Challenge 1 – According to Keller in the interview, which styles of metal are seeing growing interest and popularity?
:: Given passage
Dead Rhetoric: Do you feel there is too much emphasis in metal to differentiate between genres/subgenres of metal?

Keller: Basically no, but sadly there is pigeonholing quite often. But after all, there are only two possibilities with music: either you like it or not, no matter what kind of genre. We have many different influences from different subgenre, so we sometimes have problems to find the one that describes us best. We were labeled many different genres but in the end we don’t care. It’s metal – either you like it or you don’t.

Dead Rhetoric: With the ever-growing number of bands out there, how do you keep your own band’s identity distinct?

Keller: We don’t really think about that to be honest. We do the music we like and I think that we’ve gotten our own sound over the years. We do many new things each album and developed much, but a Dying Humanity fan would recognize a new song of ours, when hearing it.

Dead Rhetoric: Do you feel that the German death metal movement has gained some strength over the years?

Keller: On the contrary, it feels like old-school metal (death metal in particular) is decreasing. Because there is much interest and increasing popularity in the x-core styles of metal, there have been many bands and a huge fanbase which is growing faster than in metal, so we are always happy to play with (death and thrash) metal bands and get to know each other.

Dead Rhetoric: What’s in the works for Dying Humanity for the rest of 2015?

Keller: With playing as much shows as possible, we want to present Deadened to a wide audience. There will be some new videos and we also have begun writing new material.
::::
:: Data supplied
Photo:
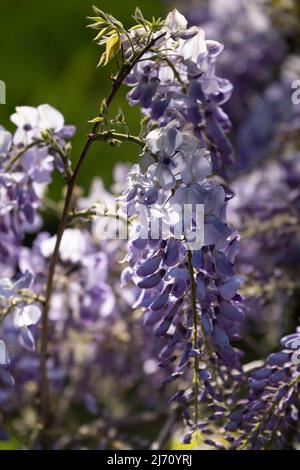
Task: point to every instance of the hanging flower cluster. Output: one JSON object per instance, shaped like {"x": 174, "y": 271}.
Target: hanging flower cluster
{"x": 161, "y": 288}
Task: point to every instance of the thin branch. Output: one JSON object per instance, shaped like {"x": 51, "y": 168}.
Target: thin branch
{"x": 45, "y": 411}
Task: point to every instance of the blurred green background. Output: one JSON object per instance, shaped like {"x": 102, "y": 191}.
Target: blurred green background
{"x": 48, "y": 56}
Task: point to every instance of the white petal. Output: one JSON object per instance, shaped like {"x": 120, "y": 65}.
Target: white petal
{"x": 175, "y": 21}
{"x": 193, "y": 47}
{"x": 49, "y": 118}
{"x": 5, "y": 141}
{"x": 25, "y": 115}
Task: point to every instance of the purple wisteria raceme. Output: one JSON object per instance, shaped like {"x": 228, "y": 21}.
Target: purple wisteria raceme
{"x": 27, "y": 160}
{"x": 269, "y": 418}
{"x": 189, "y": 292}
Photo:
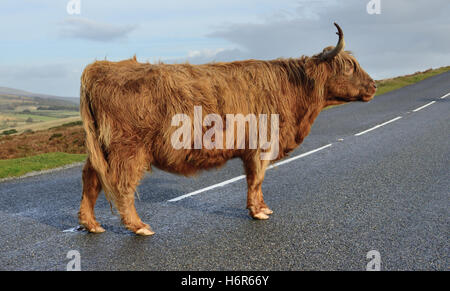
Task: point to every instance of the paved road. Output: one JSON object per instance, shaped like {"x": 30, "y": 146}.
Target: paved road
{"x": 385, "y": 190}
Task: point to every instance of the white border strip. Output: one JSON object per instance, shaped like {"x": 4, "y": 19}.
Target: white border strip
{"x": 377, "y": 126}
{"x": 243, "y": 176}
{"x": 446, "y": 95}
{"x": 422, "y": 107}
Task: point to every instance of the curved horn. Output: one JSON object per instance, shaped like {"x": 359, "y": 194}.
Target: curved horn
{"x": 339, "y": 47}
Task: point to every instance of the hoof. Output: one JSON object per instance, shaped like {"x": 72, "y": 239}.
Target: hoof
{"x": 260, "y": 216}
{"x": 266, "y": 211}
{"x": 144, "y": 232}
{"x": 97, "y": 229}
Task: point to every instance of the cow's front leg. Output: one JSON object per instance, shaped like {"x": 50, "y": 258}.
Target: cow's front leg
{"x": 255, "y": 170}
{"x": 91, "y": 189}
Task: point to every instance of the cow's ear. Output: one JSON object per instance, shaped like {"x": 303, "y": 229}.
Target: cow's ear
{"x": 316, "y": 69}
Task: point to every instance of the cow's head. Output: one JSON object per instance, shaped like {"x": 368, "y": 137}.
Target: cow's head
{"x": 342, "y": 78}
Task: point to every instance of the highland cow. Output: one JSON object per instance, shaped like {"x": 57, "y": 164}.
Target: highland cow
{"x": 127, "y": 108}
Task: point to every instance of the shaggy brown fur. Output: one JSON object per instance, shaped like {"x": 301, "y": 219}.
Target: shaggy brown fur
{"x": 127, "y": 109}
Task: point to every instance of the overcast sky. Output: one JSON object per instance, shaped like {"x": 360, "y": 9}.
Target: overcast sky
{"x": 44, "y": 48}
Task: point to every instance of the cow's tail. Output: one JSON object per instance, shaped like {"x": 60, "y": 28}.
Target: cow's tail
{"x": 94, "y": 145}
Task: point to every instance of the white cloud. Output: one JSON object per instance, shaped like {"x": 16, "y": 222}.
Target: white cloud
{"x": 88, "y": 29}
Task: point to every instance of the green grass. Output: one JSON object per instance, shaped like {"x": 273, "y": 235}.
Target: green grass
{"x": 388, "y": 85}
{"x": 21, "y": 166}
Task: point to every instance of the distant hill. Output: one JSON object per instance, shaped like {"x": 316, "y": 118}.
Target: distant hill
{"x": 22, "y": 93}
{"x": 25, "y": 111}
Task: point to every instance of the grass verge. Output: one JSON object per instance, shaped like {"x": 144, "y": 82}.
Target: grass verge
{"x": 20, "y": 166}
{"x": 392, "y": 84}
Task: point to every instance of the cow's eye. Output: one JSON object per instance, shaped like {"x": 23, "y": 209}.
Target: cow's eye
{"x": 349, "y": 70}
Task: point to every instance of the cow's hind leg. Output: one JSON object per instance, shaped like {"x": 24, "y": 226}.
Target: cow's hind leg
{"x": 126, "y": 174}
{"x": 91, "y": 189}
{"x": 255, "y": 170}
::::
Challenge 2 – Reproduce the records word for word, starting with the line containing "Task: point to every instance of the shaggy" and going on through the end of the records, with both of those lines included.

Response 1 – The x-core styles of metal.

Response 2 –
Task: point to every instance of the shaggy brown fur. Output: one JSON object per instance, shaped like {"x": 301, "y": 219}.
Target: shaggy brown fur
{"x": 127, "y": 109}
Task: point to every instance of the overcast sky. Output: one JSON object per instance, shaped like {"x": 360, "y": 9}.
Target: overcast sky
{"x": 44, "y": 48}
Task: point to every instance of the cow's tail. Output: one JSON object per instance, shaped like {"x": 60, "y": 28}.
Target: cow's tail
{"x": 94, "y": 145}
Task: point to every instance of the white cloud. Output: one JSON object per instance, shaped like {"x": 16, "y": 222}.
Target: white cloud
{"x": 88, "y": 29}
Task: point to every instance of the green grass. Output: one JSON object per instance, shaped like {"x": 273, "y": 235}.
Target: green grass
{"x": 388, "y": 85}
{"x": 21, "y": 166}
Task: point to every instance of the distant hill. Output: one JSON object per instance, shaped like {"x": 316, "y": 118}.
Target: distant hill
{"x": 22, "y": 93}
{"x": 25, "y": 111}
Task: point to every instance of the grass verge. Output: one JSON object per instance, shaped like {"x": 144, "y": 82}.
Target: grass verge
{"x": 20, "y": 166}
{"x": 392, "y": 84}
Task: point to every instance of the cow's eye. Output: one JSON object per instance, shaped like {"x": 23, "y": 209}.
Target: cow's eye
{"x": 349, "y": 70}
Task: point to every instance of the cow's hind leg. Output: one JSON object per instance, shaped like {"x": 24, "y": 226}.
Target: cow's hind leg
{"x": 126, "y": 174}
{"x": 91, "y": 189}
{"x": 255, "y": 170}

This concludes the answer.